**Anweisung**
Schreiben Sie die Zeilen der Einträge wortgetreu ab, beginnend mit der Zeile, die „Where can the white“ enthält, und endend mit dem Schluss der Einträge, wobei beide Enden eingeschlossen sind. Geben Sie ausschließlich diese Zeilen wieder.

====== Auszug der Daten ======

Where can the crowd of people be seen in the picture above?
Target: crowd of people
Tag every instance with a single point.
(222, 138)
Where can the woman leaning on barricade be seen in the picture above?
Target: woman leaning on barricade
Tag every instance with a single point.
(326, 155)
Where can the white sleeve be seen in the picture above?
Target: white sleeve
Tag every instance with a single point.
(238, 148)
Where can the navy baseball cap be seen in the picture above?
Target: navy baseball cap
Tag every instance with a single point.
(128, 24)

======

**Richtige Antwort**
Where can the white sleeve be seen in the picture above?
Target: white sleeve
Tag every instance with a single point.
(238, 148)
Where can the navy baseball cap be seen in the picture above?
Target: navy baseball cap
Tag every instance with a single point.
(128, 24)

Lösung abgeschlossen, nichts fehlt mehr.